▶ **Texto da página**:
+---+
Somos feitos por memórias. Cada um reage, pensa, descobre e sente o mundo e a si mesmo a partir de uma bagagem construída por um estranho mix que une real e imaginário, vivido e ouvido, experimentado e pesquisado. Nossa identidade se deriva dessa reunião de fragmentos, flashes e miudezas que se dispersam de situações variadas para se fixar neurônios afora como lembranças.
Somos uma colagem em construção. Vamos juntando pedaços de mundo, empilhando recortes de revista, unindo cenas cotidianas com histórias inusitadas, sem nunca isolar qualquer uma dessas imagens, sensações, pensamentos. Somos uma bola de neve de referências unidas organicamente, vindas de nós, dos outros e do mundo, selecionadas por um cérebro sedento por sobrevivência e ainda assim influenciado pelo mundo externo e a repetição de situações banais, a assimilação de imagens nunca vistas e o encontro com a criação humana em qualquer forma. Seja na música, em um corpo que se mexe e se expressa ou numa sequência de palavras que formam uma frase que pra você explica tudo.
O problema é que o que você pensa ser essencial agora pode ser visto pelo seu corpo como algo a ser descartado daqui a 3 anos, uma década ou 6 meses. E é por isso que eu escrevo. Pelo registro daquilo que em algum momento ganhou minha atenção e eu achei importante o suficiente para não deixar sua lembrança à mercê de circunstâncias cerebrais misteriosas.
Hoje me esforço para escrever sobre o show de despedida do Milton Nascimento. Quase 90 horas separam a escrita da experiência. Não pude escrever imediatamente. O show continuou reverberando dentro de mim, fugindo do controle das palavras, me assombrando, enquanto se tornava lembrança e matéria em um processo de digestão que não inclui a linguagem como a gente conhece.
Dizer que faltam palavras para descrever uma experiência é um clichê humano que toda tentativa de comunicação busca transformar em mito. Contar algo para alguém, antes de ser um compartilhamento diligente de uma experiência que pode fazer surgir ou reforçar uma conexão entre pessoas, é um esforço pelo registro, um teste experimental da memória, uma iniciativa que busca transformar em narrativa um processo não linear de percepção.
E eu quero tentar fazer isso com esse show, porque preciso prover minha memória de um recurso que, além de organizar o mundo de cenas, sensações, sentimentos e pensamentos que me vem quando penso no que experimentei domingo, servirá, no futuro, para não deixar o tempo fazer sumir com nuances que eu considero essenciais nessa lembrança que ainda tenho, mas não sei se devo. Realmente não sei se devo.
O registro da memória é um desejo impossível, uma busca que a humanidade tenta empreender pela arte, pela cultura, pela ciência e pela convivência humana. Só que o registro desse show é mais do que isso, é uma tentação, talvez até mesmo uma violação de um pacto selado com todos que estavam ali para vivenciar o final de uma carreira de 60 anos numa única noite.
+---+
▶ **Itens para identificação de locais**:
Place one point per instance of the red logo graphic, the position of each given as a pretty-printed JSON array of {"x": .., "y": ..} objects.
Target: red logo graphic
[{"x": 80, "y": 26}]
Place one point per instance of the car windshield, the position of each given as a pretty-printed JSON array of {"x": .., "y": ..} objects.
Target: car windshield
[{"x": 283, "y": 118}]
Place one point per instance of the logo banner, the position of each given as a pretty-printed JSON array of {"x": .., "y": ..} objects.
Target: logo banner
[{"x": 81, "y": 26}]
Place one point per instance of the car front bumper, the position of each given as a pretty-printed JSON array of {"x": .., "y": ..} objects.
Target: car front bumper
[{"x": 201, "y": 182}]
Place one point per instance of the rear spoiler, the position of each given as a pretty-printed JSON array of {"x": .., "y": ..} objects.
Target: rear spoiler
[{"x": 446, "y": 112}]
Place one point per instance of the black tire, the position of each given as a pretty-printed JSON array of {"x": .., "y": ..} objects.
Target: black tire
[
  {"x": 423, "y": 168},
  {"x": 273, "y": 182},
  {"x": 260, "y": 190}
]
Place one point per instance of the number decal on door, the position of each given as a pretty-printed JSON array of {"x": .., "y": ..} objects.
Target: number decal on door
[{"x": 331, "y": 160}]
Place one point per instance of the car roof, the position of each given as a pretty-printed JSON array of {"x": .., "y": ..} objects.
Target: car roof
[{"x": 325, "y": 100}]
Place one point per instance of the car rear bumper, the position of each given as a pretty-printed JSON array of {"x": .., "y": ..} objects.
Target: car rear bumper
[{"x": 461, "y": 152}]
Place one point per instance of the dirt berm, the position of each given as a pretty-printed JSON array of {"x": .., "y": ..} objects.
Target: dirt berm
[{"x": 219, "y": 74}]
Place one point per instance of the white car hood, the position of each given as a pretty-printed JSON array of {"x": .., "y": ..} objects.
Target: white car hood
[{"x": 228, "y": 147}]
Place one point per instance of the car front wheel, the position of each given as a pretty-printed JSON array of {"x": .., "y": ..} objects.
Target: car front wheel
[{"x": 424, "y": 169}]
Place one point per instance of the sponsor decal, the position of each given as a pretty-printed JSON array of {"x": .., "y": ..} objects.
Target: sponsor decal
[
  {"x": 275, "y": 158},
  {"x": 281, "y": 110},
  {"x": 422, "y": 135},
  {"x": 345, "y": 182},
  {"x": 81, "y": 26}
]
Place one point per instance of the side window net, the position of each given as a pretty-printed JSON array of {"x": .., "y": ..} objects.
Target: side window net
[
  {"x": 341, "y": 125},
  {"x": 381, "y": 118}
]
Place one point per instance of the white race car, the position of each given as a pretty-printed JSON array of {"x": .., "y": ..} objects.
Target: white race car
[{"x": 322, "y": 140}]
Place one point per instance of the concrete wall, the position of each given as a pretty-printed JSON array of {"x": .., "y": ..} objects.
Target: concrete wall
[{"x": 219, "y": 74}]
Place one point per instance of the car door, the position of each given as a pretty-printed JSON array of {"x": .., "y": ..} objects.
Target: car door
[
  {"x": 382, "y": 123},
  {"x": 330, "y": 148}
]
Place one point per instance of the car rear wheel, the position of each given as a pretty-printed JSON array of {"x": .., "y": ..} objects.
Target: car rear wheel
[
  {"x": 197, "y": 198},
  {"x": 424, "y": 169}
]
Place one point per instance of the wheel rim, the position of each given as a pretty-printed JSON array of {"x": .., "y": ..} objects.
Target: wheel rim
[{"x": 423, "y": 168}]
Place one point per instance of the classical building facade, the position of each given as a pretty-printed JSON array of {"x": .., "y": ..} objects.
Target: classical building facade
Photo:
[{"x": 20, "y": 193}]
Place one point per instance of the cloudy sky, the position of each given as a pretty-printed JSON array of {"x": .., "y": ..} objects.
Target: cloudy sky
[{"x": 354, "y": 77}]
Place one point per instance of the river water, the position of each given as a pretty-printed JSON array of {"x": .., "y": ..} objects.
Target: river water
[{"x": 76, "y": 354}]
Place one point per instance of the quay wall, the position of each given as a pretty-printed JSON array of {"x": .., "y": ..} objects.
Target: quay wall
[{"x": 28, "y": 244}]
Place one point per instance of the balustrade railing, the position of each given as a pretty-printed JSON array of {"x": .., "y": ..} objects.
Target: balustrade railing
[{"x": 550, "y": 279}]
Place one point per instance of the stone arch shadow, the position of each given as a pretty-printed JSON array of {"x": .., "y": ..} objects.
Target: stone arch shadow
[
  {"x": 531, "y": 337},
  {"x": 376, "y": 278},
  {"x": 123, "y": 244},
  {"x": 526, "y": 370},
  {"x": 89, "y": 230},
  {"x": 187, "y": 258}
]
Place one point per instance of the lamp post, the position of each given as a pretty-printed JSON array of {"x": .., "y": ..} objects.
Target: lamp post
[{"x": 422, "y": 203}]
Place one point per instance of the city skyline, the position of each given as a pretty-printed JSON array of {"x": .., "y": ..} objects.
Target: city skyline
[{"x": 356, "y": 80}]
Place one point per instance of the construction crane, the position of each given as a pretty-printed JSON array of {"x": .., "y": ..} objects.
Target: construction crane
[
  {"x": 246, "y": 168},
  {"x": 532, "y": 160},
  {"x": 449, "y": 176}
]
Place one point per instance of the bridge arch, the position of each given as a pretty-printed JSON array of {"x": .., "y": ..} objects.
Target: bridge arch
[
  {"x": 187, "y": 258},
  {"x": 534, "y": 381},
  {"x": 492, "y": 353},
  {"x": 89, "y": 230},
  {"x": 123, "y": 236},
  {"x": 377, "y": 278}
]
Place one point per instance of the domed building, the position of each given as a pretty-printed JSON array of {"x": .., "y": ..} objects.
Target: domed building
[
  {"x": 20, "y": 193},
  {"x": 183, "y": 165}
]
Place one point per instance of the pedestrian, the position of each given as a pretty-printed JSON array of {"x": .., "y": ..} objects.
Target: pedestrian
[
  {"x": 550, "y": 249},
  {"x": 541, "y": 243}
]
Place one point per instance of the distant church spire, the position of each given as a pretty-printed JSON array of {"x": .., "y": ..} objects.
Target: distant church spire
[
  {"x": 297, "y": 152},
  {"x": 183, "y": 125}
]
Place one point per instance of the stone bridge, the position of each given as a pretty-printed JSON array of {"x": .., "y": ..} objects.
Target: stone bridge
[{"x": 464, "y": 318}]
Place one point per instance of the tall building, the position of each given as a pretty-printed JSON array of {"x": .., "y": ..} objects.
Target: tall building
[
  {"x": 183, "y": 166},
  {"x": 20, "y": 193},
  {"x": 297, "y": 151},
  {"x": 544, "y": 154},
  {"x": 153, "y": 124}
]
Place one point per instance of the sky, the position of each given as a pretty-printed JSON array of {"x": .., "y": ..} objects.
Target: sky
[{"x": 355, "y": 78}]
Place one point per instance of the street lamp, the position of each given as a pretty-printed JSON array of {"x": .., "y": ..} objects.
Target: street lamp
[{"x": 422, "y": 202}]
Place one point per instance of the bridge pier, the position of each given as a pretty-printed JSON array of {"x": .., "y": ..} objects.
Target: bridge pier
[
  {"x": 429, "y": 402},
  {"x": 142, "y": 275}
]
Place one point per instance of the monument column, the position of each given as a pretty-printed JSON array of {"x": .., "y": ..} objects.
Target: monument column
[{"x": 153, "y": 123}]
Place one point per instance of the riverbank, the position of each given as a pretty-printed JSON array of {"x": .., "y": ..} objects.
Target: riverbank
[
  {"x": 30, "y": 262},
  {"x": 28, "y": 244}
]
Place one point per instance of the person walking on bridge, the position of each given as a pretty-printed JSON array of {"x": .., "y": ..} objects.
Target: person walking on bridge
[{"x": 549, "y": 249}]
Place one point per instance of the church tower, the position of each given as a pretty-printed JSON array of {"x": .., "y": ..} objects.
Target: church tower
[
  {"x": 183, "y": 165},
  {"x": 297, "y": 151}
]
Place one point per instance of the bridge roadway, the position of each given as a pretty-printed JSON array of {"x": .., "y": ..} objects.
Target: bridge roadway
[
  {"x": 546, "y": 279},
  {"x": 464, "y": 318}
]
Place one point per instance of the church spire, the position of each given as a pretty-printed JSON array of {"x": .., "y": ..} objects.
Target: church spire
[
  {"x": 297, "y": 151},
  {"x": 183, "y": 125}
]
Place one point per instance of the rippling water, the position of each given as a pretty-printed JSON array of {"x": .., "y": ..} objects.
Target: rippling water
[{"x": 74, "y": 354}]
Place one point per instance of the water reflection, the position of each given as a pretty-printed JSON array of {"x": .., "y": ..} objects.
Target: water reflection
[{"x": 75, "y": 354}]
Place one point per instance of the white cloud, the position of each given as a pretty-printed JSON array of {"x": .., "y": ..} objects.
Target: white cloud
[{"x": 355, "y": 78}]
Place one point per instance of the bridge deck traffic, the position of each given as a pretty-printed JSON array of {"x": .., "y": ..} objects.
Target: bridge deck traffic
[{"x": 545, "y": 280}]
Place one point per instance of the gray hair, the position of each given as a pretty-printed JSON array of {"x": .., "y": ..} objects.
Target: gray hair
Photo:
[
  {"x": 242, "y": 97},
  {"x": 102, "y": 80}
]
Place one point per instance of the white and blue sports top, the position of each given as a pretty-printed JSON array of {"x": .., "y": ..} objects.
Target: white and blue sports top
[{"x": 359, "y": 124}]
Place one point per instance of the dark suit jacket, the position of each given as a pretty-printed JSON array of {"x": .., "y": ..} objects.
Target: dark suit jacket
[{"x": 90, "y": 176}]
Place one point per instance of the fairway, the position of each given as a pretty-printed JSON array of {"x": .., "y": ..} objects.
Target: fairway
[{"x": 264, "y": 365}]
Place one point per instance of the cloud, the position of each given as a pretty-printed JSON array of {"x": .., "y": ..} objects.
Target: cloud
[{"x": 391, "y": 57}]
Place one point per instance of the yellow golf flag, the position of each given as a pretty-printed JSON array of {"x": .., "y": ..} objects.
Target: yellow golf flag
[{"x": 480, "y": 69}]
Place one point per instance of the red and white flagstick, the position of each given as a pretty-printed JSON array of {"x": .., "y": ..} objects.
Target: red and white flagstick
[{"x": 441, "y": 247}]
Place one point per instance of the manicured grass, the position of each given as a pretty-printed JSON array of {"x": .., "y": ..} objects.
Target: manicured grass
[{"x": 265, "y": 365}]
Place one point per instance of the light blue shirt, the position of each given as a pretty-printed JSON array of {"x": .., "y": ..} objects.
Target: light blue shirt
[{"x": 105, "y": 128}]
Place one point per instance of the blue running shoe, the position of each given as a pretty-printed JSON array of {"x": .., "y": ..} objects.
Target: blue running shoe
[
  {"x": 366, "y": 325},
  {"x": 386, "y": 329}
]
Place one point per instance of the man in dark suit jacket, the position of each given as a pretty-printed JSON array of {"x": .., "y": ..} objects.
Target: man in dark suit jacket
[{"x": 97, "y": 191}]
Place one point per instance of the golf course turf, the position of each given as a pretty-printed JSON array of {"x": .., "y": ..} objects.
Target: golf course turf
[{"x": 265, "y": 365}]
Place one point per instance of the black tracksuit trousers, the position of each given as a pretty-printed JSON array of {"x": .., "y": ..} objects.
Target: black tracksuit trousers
+---+
▶ **Desafio**:
Responda com base no texto sobre memória e o show de despedida de Milton Nascimento:
(a) Quantas horas separam a escrita da experiência do show?
(b) Em que dia da semana aconteceu a experiência do show?
(c) Quantos anos de carreira chegaram ao fim naquela única noite?
Os dados não têm papel algum nesta atividade.

▶ **Resposta do exercício**:
(a) Quase 90 horas.
(b) No domingo.
(c) 60 anos.